### PROBLEMS TO SOLVE
1: List every percentage figure given in the article on violence against emergency nurses.
2: From the article on violence against emergency nurses, copy the stretch from "Emergency department are" through "resolving this concern?" word for word.

### SOURCE PASSAGE
════

Nursing the Nurses

According to the Health Promoting Hospitals and Health Services International Conference held in Berlin this year, 98 percent of emergency room nurses in the Unites States reported verbal harassment and 67 percent reported physical violence. While in Canada, 84 percent of the nurses in the emergency department witnessed verbal harassment once in every shift. While there are 90 percent of them claimed to experience verbal abuse at least once a week. In Australia, there are 70 percent of nurses who experience violence at least five times a week.

Emergency department are experiencing violence and it has been escalating year after year. So how are the hospitals coping and resolving this concern?

To come up with solution regarding this problem, it is important to define emergency room violence and differentiate it from other forms of violence. Emergency room violence is different since it involves patients, family, relatives and close friends. These violent acts came from feelings of frustrations, vulnerability and lack of control over health emergencies.

Violence prevention training for hospital staff is one step in reducing the incidence of violence in hospital emergency rooms. Potentially violence patients and visitors can be recognized by the hospital staff by attending training in violence prevention.

Some preventive measures and procedures are already being undertaken by the healthcare institutions to prevent this escalating violence. Some security measures include metal detectors at entrances, photo ID cards for staff, badges for visitors, patient processing policies to lessen waiting time, controlled access to hospital buildings, secure telephone communications, locked doors to emergency rooms, closed circuit TV monitoring and trained security guards.

Nursing Solutions Now (NSN) offer some protection tips to emergency department health care workers. They have the D.O.G.G.S. or Defusing of Grievance Grants Safety. To use the D.O.G.G.S. method, it is important to understand the mindset of the potentially violent person and that is by communication with the person. It is necessary to practice active listening. Avoiding confrontation is also one step to build trust and therefore provide help. It is important to allow the person to verbally vent out the emotions without comment or judgement. Getting a suggestion from the aggrieved party is essential and the person’s suggestion might even be reasonable. To preserve the person’s dignity, move toward a win-win resolution.

════

### DATA FOR REVIEW
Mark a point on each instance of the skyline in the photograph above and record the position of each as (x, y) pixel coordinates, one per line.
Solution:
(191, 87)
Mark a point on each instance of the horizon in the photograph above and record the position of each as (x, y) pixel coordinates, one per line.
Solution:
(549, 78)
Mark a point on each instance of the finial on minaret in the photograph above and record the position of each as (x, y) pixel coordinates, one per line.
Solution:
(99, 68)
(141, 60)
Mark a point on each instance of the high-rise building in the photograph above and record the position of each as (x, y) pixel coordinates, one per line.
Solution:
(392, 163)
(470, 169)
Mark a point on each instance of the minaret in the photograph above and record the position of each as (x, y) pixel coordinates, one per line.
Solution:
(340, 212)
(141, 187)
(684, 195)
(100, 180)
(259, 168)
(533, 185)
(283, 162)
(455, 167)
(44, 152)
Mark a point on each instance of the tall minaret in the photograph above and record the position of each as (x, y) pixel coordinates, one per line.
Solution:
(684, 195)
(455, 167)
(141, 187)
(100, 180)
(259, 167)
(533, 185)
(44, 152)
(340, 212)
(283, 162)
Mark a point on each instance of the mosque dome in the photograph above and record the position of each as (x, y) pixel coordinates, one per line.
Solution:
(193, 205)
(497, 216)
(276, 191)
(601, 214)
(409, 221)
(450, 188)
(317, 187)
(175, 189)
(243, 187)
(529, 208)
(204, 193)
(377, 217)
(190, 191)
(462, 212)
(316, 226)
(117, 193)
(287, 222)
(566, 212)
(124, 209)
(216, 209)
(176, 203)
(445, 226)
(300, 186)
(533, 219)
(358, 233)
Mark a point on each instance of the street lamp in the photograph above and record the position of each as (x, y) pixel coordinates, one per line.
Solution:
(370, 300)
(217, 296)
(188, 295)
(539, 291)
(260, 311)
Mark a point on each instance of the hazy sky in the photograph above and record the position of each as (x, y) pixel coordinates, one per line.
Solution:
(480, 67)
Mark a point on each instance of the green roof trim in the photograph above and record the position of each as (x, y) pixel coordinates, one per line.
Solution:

════

### RESULTS BY TASK
1: 98 percent, 67 percent, 84 percent, 90 percent, 70 percent

2:
Emergency department are experiencing violence and it has been escalating year after year. So how are the hospitals coping and resolving this concern?